**What you should do:**
Copy every one of the following records line for line, with no changes.

**Location identification records:**
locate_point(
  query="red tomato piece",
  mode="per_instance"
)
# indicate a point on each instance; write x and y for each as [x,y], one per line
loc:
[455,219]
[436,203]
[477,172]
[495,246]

**Task result:**
locate_point(
  query="red tomato piece",
  mode="per_instance"
)
# indicate a point on each instance; write x and y for each as [x,y], one per line
loc:
[455,219]
[436,203]
[477,172]
[495,246]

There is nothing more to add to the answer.